* [Written instruction] Update the lines starting at the one containing "hoof in the picture above?" and ending after the one containing "ground in the picture above?", replacing "giraffe's" with "zebra's" and keeping everything else unchanged.

## START Raw records

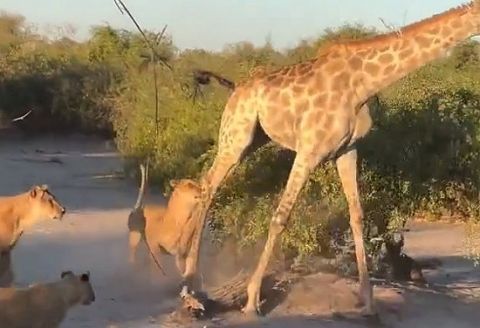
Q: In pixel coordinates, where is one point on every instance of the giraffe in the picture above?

## END Raw records
## START Raw records

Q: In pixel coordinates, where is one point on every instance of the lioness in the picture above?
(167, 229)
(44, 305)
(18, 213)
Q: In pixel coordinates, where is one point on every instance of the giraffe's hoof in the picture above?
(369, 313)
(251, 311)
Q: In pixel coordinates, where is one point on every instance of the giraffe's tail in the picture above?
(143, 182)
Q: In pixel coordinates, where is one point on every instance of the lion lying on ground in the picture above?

## END Raw records

* [Solved exercise]
Q: In pixel coordinates, where is one point on every instance of the zebra's hoof in the picture above?
(369, 313)
(251, 311)
Q: In pixel coordinates, where is one point on every instance of the zebra's tail in the picture above?
(143, 182)
Q: In pixel coordinates, where is one point on every instance of the lion lying on ground in the picture above?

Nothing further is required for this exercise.